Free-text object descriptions
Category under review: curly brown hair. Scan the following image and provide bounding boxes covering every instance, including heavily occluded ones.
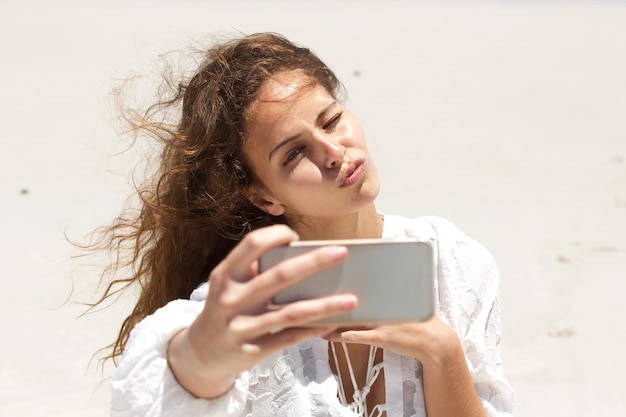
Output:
[87,32,343,363]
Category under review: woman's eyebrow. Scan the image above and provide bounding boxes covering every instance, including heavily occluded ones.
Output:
[316,101,339,125]
[269,134,300,162]
[268,101,339,162]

_WHAT THIS TASK INVOLVES:_ Number of lines containing "covering" in the data: state it and nothing more.

_RESPONSE AREA:_ 2